**REQUIRED WORK:** Reproduce the letter below about a daughter's life with Asperger's, word for word and in full.

**TEXT SECTION:**
----

Note: The author of this letter has asked to remain anonymous, so we're posting this on their behalf.
Three years ago I came across you in a state of acute desperation.
My 11 year old eldest daughter had been diagnosed with aspergers, and our life was in chaos. She was decidedly unhappy and angry and we all tip-toed around her sensitivities and tantrums. She would squeeze her head to stop unwelcome thoughts, throw things and destroy her possessions in her anger, and I lived in trepidation of my phone ringing – it was very often the school calling to say she had had another meltdown. One time she STOOD on the bed in the sick bay for 45 minutes refusing to come down! Stress was high in all the family!
I had googled everything, and felt very discouraged by what I read. It seemed like her chances of a ‘normal’ life were doomed. One night in silent desperation I googled one last time, hoping against hope for something new I hadn’t read, that would give me some hope for the future. I found you ???? and our world started to change from then.
I watched some of the free videos – the sensory funnel was a key one. I became a member and got the ‘behind the behaviour’ DVD, and then registered for a course to understand Defence Mode. These three videos changed our lives as lightbulbs went on in my mind. Here were people that understood! There was logic to this! There was hope! I started to understand things from her point of view…
It didn’t change overnight, but our lives now, three years later cannot be compared to back then. My now 14 year old daughter is happy and calm! She has good kind friends! She is getting good grades! There are no more tantrums! She goes out on camps and other social events with friends! In the last 18 months the school has only called me once about her behaviour, and even then she had managed herself well under the circumstances.
Last year at the school presentation night they gave out three character awards as well as the academic, to the 90 odd kids in her grade – and yes she got one for ‘Effort and Perseverance through a Growth in Character’. And in her report card last year her Home Group teacher talked about the contribution she made to the class through her gentleness and kindness, and how much of a joy she was to have in the class.

----

**EXTRACTED INFORMATION:**
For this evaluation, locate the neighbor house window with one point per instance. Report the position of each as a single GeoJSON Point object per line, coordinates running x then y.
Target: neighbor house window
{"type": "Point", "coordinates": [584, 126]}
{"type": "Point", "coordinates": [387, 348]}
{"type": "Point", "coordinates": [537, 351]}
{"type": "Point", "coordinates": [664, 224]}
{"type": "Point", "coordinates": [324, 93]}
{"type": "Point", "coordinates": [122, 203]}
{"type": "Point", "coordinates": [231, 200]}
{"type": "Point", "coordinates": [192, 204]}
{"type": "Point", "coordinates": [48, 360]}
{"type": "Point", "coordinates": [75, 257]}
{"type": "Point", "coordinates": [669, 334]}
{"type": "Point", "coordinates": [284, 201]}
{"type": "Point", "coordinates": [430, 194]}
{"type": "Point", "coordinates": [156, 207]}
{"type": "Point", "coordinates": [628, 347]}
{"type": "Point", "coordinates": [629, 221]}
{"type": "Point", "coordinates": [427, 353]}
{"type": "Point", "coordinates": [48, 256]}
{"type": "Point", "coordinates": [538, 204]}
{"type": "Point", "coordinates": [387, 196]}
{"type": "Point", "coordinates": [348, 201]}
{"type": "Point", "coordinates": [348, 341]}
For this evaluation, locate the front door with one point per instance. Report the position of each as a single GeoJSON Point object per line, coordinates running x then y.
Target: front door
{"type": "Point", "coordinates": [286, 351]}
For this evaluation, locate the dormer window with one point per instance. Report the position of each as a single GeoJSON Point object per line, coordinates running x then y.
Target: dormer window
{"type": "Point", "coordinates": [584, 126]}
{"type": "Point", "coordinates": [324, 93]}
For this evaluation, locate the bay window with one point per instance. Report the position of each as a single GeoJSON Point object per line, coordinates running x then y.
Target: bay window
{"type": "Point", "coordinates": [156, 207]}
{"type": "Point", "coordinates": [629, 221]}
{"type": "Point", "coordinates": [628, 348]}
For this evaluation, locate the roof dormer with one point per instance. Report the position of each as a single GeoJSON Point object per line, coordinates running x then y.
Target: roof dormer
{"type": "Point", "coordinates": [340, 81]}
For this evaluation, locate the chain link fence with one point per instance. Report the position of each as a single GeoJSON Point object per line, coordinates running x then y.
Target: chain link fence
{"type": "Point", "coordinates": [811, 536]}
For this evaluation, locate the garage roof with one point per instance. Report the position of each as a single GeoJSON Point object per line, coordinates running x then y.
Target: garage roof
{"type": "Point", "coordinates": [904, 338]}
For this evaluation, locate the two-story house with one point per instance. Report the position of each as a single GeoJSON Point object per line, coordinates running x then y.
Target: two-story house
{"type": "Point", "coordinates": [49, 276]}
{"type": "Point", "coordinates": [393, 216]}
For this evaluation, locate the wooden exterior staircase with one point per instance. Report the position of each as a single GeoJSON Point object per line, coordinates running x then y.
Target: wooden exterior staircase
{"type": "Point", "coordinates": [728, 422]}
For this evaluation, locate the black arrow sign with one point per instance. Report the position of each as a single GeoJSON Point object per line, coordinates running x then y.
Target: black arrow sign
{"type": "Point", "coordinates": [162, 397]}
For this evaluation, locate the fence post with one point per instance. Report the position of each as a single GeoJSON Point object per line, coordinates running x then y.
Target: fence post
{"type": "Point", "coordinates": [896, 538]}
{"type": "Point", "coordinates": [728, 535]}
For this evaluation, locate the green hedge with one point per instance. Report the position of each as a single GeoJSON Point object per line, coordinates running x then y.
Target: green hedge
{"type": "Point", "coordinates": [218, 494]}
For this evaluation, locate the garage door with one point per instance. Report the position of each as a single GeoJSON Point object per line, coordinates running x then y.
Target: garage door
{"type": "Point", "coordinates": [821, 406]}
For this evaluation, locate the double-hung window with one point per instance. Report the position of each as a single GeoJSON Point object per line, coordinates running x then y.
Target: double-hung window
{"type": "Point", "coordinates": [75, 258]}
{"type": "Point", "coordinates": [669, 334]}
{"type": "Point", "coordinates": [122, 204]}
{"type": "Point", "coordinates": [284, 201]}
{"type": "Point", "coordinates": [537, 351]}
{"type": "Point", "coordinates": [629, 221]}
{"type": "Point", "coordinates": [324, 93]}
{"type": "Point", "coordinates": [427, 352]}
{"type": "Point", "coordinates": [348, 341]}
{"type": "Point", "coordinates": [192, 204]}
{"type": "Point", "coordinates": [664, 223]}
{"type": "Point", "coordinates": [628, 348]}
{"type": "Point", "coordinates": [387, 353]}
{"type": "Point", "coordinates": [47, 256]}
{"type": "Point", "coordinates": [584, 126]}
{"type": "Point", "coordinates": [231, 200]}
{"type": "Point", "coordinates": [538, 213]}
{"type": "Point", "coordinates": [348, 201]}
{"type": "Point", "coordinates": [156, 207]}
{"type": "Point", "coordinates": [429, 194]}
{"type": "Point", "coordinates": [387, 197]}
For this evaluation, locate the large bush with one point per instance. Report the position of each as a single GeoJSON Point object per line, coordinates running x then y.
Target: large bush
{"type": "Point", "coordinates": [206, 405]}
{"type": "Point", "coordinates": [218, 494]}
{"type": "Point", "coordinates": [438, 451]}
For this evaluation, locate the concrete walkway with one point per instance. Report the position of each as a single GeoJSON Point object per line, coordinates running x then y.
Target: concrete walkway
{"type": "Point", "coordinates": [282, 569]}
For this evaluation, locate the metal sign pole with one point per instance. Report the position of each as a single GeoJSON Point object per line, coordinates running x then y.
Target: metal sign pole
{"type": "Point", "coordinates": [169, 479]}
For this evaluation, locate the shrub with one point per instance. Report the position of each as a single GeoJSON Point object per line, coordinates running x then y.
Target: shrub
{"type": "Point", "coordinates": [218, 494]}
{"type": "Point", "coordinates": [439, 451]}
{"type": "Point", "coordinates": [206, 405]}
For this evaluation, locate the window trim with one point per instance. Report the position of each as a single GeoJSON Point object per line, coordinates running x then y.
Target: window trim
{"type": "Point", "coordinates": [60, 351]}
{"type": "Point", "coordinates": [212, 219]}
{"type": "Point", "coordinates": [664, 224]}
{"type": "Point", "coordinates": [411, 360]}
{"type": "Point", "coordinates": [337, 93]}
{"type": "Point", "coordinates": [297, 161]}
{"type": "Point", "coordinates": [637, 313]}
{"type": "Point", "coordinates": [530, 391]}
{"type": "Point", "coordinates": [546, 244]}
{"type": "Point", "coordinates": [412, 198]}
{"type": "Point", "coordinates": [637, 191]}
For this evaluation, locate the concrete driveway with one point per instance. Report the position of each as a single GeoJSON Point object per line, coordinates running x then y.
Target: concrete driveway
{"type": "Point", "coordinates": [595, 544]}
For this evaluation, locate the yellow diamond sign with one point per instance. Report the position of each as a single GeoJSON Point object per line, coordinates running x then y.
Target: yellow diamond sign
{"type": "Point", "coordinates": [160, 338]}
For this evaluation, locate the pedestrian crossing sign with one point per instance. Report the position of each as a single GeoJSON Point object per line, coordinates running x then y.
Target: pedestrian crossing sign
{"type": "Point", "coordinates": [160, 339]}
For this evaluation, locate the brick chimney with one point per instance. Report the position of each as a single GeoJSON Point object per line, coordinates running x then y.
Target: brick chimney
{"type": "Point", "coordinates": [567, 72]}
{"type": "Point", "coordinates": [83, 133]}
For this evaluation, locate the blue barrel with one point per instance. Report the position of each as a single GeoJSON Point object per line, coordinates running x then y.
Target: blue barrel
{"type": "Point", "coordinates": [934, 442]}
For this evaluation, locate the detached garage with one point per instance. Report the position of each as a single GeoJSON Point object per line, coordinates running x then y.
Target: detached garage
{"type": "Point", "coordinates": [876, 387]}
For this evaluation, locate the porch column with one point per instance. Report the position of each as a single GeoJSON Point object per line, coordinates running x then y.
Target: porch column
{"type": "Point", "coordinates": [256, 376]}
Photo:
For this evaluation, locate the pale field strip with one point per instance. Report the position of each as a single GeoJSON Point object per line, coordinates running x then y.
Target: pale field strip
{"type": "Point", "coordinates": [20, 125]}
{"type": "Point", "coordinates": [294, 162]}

----

**FINAL ANSWER:**
Note: The author of this letter has asked to remain anonymous, so we're posting this on their behalf.
Three years ago I came across you in a state of acute desperation.
My 11 year old eldest daughter had been diagnosed with aspergers, and our life was in chaos. She was decidedly unhappy and angry and we all tip-toed around her sensitivities and tantrums. She would squeeze her head to stop unwelcome thoughts, throw things and destroy her possessions in her anger, and I lived in trepidation of my phone ringing – it was very often the school calling to say she had had another meltdown. One time she STOOD on the bed in the sick bay for 45 minutes refusing to come down! Stress was high in all the family!
I had googled everything, and felt very discouraged by what I read. It seemed like her chances of a ‘normal’ life were doomed. One night in silent desperation I googled one last time, hoping against hope for something new I hadn’t read, that would give me some hope for the future. I found you ???? and our world started to change from then.
I watched some of the free videos – the sensory funnel was a key one. I became a member and got the ‘behind the behaviour’ DVD, and then registered for a course to understand Defence Mode. These three videos changed our lives as lightbulbs went on in my mind. Here were people that understood! There was logic to this! There was hope! I started to understand things from her point of view…
It didn’t change overnight, but our lives now, three years later cannot be compared to back then. My now 14 year old daughter is happy and calm! She has good kind friends! She is getting good grades! There are no more tantrums! She goes out on camps and other social events with friends! In the last 18 months the school has only called me once about her behaviour, and even then she had managed herself well under the circumstances.
Last year at the school presentation night they gave out three character awards as well as the academic, to the 90 odd kids in her grade – and yes she got one for ‘Effort and Perseverance through a Growth in Character’. And in her report card last year her Home Group teacher talked about the contribution she made to the class through her gentleness and kindness, and how much of a joy she was to have in the class.